* START PAGE TEXT *

2. Safeguard important documents

Carry your passport on you or keep it with other essential documents in the hotel safe. If trouble erupts, you may not immediately be able to retrieve your belongings. Should your documents go missing or are inaccessible, have scanned electronic copies of essential documents available on a secure cloud drive you can access remotely.

3. Have an emergency bag

If trouble is indeed brewing, pack an easy-to-carry back pack that includes your documentation, a first aid kit, small denomination bank notes (preferably U.S. dollars), bottled water and rations. Wear clothes that don’t restrict movement. And stay calm. Let your security team, your employer and your family know where you are and that you are safe.

4. Stay mobile

When in the midst of potential danger, your mobile phone is your crucial tool of communication. In all probability electricity will be restricted. Therefore change screen brightness and data settings to preserve battery life. If possible, carry an external power pack or get solar or wind up chargers.

5. Be aware

Lastly, allow common sense to prevail. Avoid displaying any unnecessary signs of wealth or affluence. Follow your company’s directives and warnings precisely. For example, if they inform you that road travel should only be undertaken in daylight hours, do so. Vary routines, be discrete with your itinerary and be alert to any signs of surveillance by third parties.

* END PAGE TEXT *

### PROBLEMS TO SOLVE
**A)** Which things does the travel safety tips' emergency bag section say to pack in the back pack?
**B)** Can you reproduce the travel safety tips word for word from "When in the" to "by third parties."?
The items come from a source other than the travel safety tips.

* START GIVEN DATA *

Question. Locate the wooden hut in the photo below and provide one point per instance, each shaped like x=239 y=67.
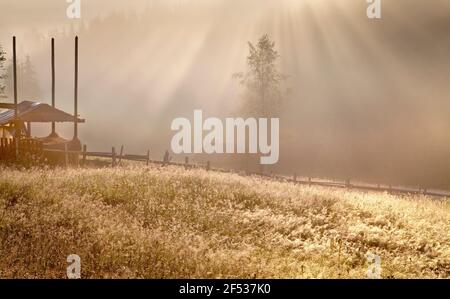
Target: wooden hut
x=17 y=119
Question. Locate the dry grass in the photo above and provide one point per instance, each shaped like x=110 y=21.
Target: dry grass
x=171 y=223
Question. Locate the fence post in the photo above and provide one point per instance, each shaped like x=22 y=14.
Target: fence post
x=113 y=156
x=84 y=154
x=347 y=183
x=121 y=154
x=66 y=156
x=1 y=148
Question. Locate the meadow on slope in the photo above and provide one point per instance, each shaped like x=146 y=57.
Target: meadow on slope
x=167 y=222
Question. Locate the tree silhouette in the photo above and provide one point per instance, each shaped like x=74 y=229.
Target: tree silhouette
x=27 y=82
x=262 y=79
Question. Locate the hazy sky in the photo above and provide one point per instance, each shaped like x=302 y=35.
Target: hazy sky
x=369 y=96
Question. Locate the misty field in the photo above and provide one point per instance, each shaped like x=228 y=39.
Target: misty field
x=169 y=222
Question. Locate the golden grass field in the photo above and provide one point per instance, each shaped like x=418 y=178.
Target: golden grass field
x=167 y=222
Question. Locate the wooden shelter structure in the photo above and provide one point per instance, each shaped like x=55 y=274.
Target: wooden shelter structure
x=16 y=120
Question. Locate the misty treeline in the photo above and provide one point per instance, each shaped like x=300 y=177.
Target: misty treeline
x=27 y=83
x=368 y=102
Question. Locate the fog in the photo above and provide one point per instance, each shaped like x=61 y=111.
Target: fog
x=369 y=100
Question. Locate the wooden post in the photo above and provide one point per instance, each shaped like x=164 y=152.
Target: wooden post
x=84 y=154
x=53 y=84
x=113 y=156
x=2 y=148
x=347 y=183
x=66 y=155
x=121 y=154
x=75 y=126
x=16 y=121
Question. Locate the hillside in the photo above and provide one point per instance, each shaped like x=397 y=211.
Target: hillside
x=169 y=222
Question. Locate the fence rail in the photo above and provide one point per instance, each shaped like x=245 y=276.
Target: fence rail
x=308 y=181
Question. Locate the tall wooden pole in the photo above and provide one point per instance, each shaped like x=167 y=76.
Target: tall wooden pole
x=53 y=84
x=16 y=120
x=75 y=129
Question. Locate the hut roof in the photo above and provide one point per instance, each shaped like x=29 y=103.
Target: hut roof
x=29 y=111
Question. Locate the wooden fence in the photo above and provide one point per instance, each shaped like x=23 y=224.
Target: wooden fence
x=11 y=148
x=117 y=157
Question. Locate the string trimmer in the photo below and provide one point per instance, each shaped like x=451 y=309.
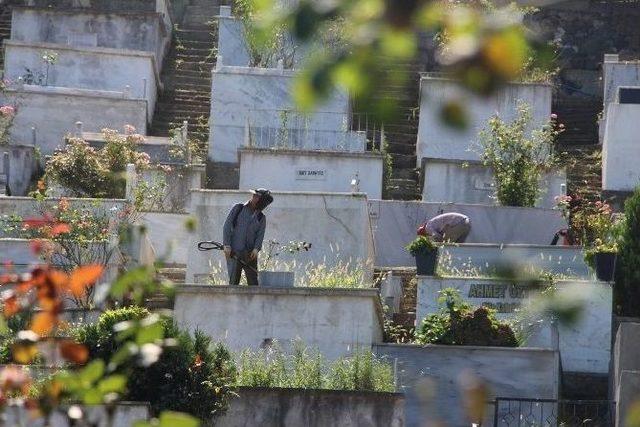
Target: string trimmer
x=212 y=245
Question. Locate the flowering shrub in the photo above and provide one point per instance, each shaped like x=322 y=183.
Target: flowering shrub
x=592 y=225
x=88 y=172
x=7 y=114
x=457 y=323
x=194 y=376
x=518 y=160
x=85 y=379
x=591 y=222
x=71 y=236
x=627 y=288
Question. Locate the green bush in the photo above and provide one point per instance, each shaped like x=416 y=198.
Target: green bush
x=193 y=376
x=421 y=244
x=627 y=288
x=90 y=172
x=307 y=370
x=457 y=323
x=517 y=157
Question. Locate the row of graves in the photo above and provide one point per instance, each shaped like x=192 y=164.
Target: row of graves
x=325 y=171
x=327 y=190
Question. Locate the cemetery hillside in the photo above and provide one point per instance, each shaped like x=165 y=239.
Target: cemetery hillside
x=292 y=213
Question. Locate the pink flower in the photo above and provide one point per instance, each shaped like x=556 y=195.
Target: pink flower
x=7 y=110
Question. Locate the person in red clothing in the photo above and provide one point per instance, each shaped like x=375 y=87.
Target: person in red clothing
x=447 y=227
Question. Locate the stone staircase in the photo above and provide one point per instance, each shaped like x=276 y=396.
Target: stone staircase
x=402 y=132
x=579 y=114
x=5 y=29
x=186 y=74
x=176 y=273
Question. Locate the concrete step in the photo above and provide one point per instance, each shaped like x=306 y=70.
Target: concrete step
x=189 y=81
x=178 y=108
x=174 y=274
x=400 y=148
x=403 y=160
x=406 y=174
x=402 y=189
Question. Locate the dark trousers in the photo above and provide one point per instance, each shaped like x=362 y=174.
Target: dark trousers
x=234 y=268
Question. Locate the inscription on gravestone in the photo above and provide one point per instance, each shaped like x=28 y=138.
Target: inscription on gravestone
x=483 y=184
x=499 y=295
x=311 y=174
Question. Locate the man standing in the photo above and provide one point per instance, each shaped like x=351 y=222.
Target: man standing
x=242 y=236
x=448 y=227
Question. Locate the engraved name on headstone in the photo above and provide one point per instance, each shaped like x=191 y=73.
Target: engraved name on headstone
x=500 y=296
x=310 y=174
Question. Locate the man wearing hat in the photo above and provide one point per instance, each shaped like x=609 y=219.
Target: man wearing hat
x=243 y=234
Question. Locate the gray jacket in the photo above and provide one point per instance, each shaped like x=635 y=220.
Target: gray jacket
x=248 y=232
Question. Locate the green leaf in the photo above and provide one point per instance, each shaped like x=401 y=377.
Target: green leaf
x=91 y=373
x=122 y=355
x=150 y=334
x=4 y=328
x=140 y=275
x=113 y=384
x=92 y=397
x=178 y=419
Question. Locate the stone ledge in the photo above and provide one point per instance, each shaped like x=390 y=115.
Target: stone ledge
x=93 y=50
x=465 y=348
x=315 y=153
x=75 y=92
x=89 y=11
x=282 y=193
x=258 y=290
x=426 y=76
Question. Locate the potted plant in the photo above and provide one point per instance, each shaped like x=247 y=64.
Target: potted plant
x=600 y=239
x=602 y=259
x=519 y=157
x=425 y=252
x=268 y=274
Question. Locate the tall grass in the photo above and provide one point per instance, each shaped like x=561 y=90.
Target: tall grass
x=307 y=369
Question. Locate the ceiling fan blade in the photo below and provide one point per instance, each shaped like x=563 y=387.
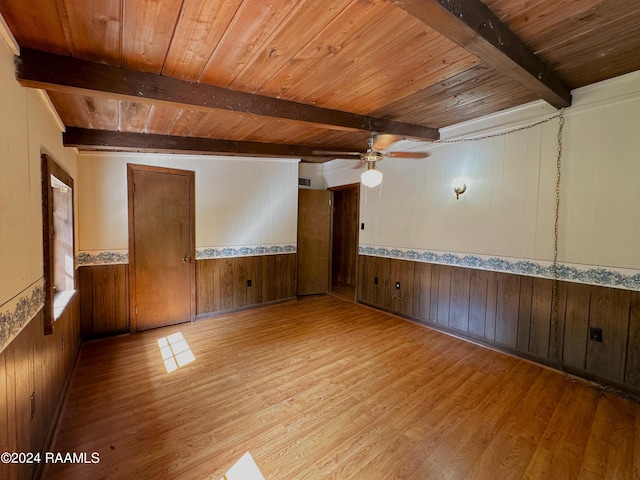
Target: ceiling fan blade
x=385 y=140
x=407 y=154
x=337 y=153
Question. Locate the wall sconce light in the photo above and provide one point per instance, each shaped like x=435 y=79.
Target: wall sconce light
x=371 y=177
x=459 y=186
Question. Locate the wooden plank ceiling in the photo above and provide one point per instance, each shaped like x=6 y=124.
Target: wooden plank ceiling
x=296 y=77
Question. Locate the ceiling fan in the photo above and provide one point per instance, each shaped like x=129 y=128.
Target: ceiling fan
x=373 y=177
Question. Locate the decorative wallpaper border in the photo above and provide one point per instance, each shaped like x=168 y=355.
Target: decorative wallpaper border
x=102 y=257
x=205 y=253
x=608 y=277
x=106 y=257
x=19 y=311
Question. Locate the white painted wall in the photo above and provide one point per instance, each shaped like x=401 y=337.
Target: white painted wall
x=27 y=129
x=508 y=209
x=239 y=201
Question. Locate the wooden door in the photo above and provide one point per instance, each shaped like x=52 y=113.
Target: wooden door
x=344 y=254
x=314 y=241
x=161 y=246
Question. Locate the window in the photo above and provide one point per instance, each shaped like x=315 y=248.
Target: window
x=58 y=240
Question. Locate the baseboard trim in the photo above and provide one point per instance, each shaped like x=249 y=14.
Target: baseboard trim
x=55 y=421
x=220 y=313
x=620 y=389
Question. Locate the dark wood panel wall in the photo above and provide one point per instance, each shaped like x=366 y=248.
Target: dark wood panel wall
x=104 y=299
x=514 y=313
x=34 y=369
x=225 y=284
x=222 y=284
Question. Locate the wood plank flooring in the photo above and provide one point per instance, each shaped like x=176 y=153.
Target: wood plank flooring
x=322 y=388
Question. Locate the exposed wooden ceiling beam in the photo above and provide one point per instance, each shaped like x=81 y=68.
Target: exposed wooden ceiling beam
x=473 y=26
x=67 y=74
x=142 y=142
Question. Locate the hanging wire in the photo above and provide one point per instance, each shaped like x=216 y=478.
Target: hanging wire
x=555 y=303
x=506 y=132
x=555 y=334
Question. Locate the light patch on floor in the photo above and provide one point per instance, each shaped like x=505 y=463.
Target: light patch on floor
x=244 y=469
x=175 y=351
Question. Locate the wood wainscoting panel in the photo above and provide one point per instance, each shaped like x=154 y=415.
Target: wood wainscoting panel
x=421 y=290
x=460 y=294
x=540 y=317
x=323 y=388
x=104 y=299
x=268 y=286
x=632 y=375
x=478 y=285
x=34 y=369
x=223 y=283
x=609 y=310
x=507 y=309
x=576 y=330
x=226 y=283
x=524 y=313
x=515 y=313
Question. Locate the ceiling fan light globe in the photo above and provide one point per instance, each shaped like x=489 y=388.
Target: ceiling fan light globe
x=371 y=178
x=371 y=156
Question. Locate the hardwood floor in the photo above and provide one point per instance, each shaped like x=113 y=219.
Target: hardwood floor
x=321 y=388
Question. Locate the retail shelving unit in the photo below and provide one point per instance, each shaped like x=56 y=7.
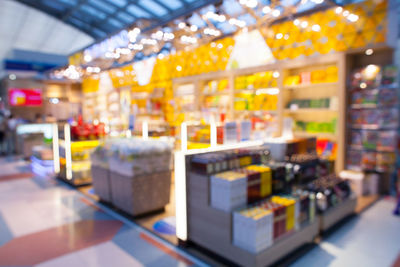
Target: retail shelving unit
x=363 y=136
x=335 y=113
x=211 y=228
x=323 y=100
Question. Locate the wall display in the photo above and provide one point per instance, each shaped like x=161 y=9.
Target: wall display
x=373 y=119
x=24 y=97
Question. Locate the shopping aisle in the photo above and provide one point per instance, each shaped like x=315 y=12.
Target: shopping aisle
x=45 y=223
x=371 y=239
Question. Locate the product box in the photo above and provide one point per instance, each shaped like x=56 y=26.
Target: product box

* END GIVEN DATA *

### FULL ANSWERS
**A)**
- documentation
- a first aid kit
- small denomination bank notes (preferably U.S. dollars)
- bottled water
- rations

**B)**
When in the midst of potential danger, your mobile phone is your crucial tool of communication. In all probability electricity will be restricted. Therefore change screen brightness and data settings to preserve battery life. If possible, carry an external power pack or get solar or wind up chargers.

5. Be aware

Lastly, allow common sense to prevail. Avoid displaying any unnecessary signs of wealth or affluence. Follow your company’s directives and warnings precisely. For example, if they inform you that road travel should only be undertaken in daylight hours, do so. Vary routines, be discrete with your itinerary and be alert to any signs of surveillance by third parties.